___ TASK DATA ___
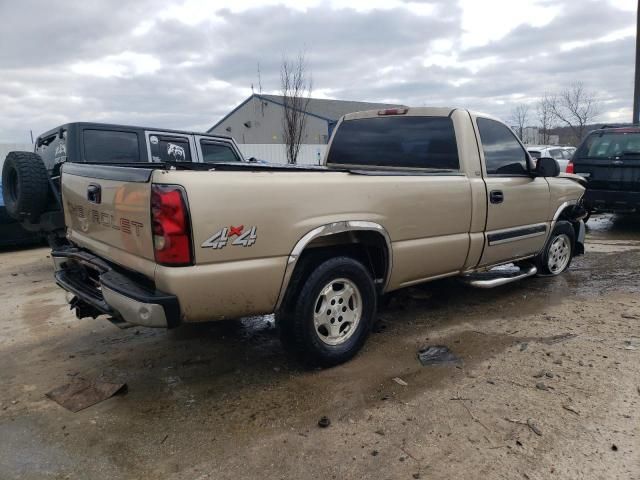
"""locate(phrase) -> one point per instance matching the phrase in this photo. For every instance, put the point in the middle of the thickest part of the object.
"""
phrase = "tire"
(558, 251)
(25, 185)
(327, 320)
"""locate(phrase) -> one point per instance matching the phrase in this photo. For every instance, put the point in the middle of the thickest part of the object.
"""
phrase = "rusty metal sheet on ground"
(81, 394)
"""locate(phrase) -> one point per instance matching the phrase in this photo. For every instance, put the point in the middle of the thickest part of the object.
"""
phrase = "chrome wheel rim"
(337, 311)
(559, 254)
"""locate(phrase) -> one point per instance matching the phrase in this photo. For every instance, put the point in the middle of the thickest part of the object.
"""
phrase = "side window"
(404, 142)
(502, 152)
(556, 153)
(108, 146)
(213, 152)
(169, 148)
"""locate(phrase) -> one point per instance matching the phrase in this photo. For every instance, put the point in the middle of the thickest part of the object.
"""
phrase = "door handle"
(94, 193)
(496, 196)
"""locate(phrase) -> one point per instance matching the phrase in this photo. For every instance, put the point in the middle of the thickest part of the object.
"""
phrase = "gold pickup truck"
(404, 196)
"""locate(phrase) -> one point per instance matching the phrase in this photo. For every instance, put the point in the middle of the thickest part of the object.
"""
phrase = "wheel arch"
(353, 234)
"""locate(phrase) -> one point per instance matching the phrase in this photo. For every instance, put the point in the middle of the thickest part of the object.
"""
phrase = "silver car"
(561, 154)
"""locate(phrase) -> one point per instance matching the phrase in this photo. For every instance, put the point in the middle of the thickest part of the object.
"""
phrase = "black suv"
(30, 180)
(609, 158)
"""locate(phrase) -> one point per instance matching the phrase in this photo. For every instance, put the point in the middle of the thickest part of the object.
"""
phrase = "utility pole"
(636, 89)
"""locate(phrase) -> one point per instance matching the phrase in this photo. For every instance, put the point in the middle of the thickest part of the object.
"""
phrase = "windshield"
(610, 145)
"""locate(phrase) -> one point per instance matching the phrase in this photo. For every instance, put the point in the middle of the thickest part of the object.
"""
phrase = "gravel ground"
(548, 385)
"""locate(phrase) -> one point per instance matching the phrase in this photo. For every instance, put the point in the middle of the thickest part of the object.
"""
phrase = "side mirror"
(547, 167)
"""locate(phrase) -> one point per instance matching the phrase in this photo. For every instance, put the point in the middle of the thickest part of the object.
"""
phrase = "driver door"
(517, 203)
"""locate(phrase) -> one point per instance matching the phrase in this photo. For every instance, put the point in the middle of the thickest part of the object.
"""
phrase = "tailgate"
(107, 211)
(610, 174)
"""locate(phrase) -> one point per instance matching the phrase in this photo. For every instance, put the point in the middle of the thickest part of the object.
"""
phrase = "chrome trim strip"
(518, 237)
(332, 229)
(497, 282)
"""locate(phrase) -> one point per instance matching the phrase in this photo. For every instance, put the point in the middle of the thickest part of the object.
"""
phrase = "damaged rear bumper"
(98, 288)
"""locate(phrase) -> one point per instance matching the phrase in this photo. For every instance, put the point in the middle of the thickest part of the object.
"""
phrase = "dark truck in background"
(609, 158)
(31, 180)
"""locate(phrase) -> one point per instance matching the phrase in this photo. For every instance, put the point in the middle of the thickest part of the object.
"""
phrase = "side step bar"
(494, 278)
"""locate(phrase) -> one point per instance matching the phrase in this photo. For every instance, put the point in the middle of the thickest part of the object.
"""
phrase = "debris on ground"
(436, 355)
(324, 422)
(529, 423)
(571, 409)
(558, 338)
(399, 381)
(82, 393)
(379, 327)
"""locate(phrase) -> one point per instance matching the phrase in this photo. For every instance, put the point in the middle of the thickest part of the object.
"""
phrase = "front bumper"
(99, 288)
(612, 200)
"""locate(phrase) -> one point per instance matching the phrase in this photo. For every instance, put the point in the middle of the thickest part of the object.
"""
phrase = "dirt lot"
(222, 401)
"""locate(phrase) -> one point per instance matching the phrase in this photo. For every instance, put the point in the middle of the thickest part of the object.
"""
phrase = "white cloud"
(124, 64)
(490, 20)
(185, 64)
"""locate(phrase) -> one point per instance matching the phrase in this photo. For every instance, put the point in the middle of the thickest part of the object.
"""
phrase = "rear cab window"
(217, 152)
(111, 146)
(503, 154)
(53, 149)
(609, 145)
(398, 142)
(169, 148)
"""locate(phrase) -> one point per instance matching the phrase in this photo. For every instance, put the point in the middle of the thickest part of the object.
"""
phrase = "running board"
(494, 278)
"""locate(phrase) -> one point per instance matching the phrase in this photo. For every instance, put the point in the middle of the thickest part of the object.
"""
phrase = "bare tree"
(296, 89)
(575, 107)
(519, 116)
(546, 119)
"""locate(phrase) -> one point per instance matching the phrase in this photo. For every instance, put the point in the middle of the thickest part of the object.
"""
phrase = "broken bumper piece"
(98, 288)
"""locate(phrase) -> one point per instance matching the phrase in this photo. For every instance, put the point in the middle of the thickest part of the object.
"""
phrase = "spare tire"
(25, 185)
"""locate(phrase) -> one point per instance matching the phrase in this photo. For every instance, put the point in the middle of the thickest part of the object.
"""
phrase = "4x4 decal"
(243, 238)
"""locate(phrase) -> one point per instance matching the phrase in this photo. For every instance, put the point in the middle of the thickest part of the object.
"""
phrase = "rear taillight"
(170, 220)
(569, 168)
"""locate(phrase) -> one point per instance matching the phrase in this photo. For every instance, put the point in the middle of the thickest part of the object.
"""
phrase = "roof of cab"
(410, 112)
(107, 126)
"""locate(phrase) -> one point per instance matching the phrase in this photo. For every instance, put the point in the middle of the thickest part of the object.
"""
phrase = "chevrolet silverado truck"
(404, 196)
(31, 180)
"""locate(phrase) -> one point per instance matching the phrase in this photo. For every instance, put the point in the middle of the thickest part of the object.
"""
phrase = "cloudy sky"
(185, 64)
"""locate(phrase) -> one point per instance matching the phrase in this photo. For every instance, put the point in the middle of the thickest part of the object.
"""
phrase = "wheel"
(328, 319)
(25, 185)
(558, 251)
___
Go through the entries and retype each one exactly, skipping any image.

"""locate(phrase) -> one point per instance matching the phrase in this photo. For every instance, put the point in the middle of the thickest part of the object.
"""
phrase = "tire"
(558, 251)
(25, 185)
(327, 320)
"""locate(phrase) -> one point per instance matching the phrase in this photo. For every instance, put the point in the middle of the thickest part of the object.
"""
phrase = "rusty metal sheet on ground"
(81, 394)
"""locate(phrase) -> one point per instance matching the phrase in this photo. For every instance, put the point in the middle of the thickest part of the object.
"""
phrase = "chrome wheel rim"
(337, 311)
(559, 254)
"""locate(phrase) -> one point per instance matching the phrase in this photo. For every instance, put the point in the middle of the thickest part of the object.
"""
phrase = "side window"
(404, 142)
(502, 152)
(556, 153)
(108, 146)
(213, 152)
(169, 148)
"""locate(phrase) -> one point per instance matching the phrase in this photo. For every instance, put the point in the middle of the thickest part of the object.
"""
phrase = "door handle"
(94, 193)
(496, 196)
"""locate(phrase) -> one point per instance matching the phrase in this photo. For every instance, put the point in the middle of the thickest part of the object.
"""
phrase = "gold pickup truck"
(404, 196)
"""locate(phrase) -> one point per instance matching the phrase in this photo. For every instance, put the point in the middle of the thickest part of the object.
"""
phrase = "wheel arch"
(353, 234)
"""locate(phrase) -> one point per instance matching the phrase in this photo. For every instance, put the point in the middle of the thickest part of the object.
"""
phrase = "silver car"
(561, 154)
"""locate(phrase) -> one point per instance matching the phrase in this photo. For every instance, put the point in the middle of the thickest part of the object.
"""
phrase = "black suv"
(30, 180)
(609, 158)
"""locate(phrase) -> one point per instance matching the phrase in this photo. For every instance, put the point in the middle of the thickest part of the object.
"""
phrase = "utility pole"
(636, 89)
"""locate(phrase) -> one point per instance matching the phrase in this photo. For every instance, put the point in the middle of the thickest part of the object.
"""
phrase = "windshield"
(610, 145)
"""locate(phrase) -> one point per instance matching the phrase in this photo. For every instance, put the point in the middle of the thickest part of the object.
"""
phrase = "gravel ground"
(548, 385)
"""locate(phrase) -> one point per instance matching the phrase in this photo. For every instance, put the point in the middle of the thickest part of the object.
"""
phrase = "side mirror"
(547, 167)
"""locate(phrase) -> one point per instance matching the phrase in this photo. For every instance, put the point in the middle of the thickest part of the object.
"""
phrase = "driver door"
(517, 203)
"""locate(phrase) -> one point per instance matching the phrase in this photo. For every instance, put the point in the middle of the thickest part of the object.
"""
phrase = "tailgate"
(107, 211)
(610, 174)
"""locate(phrase) -> one point per instance matching the phrase in this photo. For every instance, put the point in the middle of the thickest part of the object.
"""
phrase = "chrome trim strip"
(518, 237)
(332, 229)
(497, 282)
"""locate(phrase) -> one point per instance matching the phrase in this photo. For every instance, put the point in the middle of the thickest part of the object.
"""
phrase = "damaged rear bumper"
(98, 288)
"""locate(phrase) -> one point per instance matching the phrase in this photo. For every instance, put the point in the middle of the thickest part of the object.
"""
phrase = "dark truck in background"
(609, 158)
(31, 180)
"""locate(phrase) -> one point per instance matching the phrase in this photo. For every instance, put the point in the middle of the thickest part of the object.
"""
phrase = "side step bar"
(494, 278)
"""locate(phrase) -> one point per instance matching the phrase in this photo. For every instance, put the point in the middle of the thickest part of the object.
"""
phrase = "debris on ground"
(436, 355)
(324, 422)
(529, 423)
(571, 409)
(558, 338)
(399, 381)
(82, 393)
(379, 327)
"""locate(phrase) -> one point per instance matching the phrase in this photo. For every instance, put the point in the middle of the thickest part of the object.
"""
phrase = "front bumper"
(99, 288)
(612, 200)
"""locate(phrase) -> one point per instance matching the phrase in this photo. For every instance, put the point in the middle of the thickest part of the object.
"""
phrase = "dirt lot"
(222, 401)
"""locate(phrase) -> one point per instance matching the phrase in this photo. For every instance, put the point in the middle of the thickest part of the object.
"""
phrase = "white cloud"
(124, 64)
(490, 20)
(185, 64)
"""locate(phrase) -> one point per instance matching the phrase in this photo. For every instance, put the point in the middle of the thickest part of the object.
"""
phrase = "rear cab window"
(217, 152)
(111, 146)
(503, 154)
(53, 149)
(609, 145)
(398, 142)
(169, 148)
"""locate(phrase) -> one point per instance matching the phrase in this photo. For every instance, put the point in the middle of the thickest part of the object.
"""
phrase = "running board"
(494, 278)
"""locate(phrase) -> one point per instance matching the phrase in this photo. For every instance, put the point in the middle of the thickest part of the object.
"""
phrase = "bare tree"
(296, 89)
(575, 107)
(519, 116)
(546, 119)
"""locate(phrase) -> one point per instance matching the phrase in this photo. For every instance, put the point in the middle of the thickest part of the object.
"""
phrase = "broken bumper piece"
(98, 288)
"""locate(phrase) -> one point per instance matching the phrase in this photo. For every instance, put the point in the middle of the thickest part of the object.
"""
phrase = "spare tire"
(25, 185)
"""locate(phrase) -> one point per instance matching the phrase in this photo. For every instance, put the point in the middle of the thickest part of the object.
"""
phrase = "4x4 decal"
(243, 238)
"""locate(phrase) -> one point per instance matching the phrase in this photo. For every instance, put the point in the middle of the thickest part of the object.
"""
phrase = "rear taillight"
(170, 220)
(569, 168)
"""locate(phrase) -> one point per instance matching the phrase in this photo. For every instance, put the point in the middle of the thickest part of the object.
"""
phrase = "roof of cab"
(410, 112)
(107, 126)
"""locate(phrase) -> one point per instance matching the phrase in this photo. For every instance, put the point in the middle of the thickest part of the object.
"""
phrase = "chevrolet silverado truck"
(404, 196)
(31, 180)
"""locate(phrase) -> one point per instance matching the phrase in this photo. For every instance, put the point in the middle of the thickest part of the object.
"""
phrase = "cloudy sky"
(185, 64)
"""locate(phrase) -> one point per instance matching the phrase in this photo. For every instance, put the point in the middle of the thickest part of the object.
"""
phrase = "wheel"
(328, 319)
(25, 185)
(558, 251)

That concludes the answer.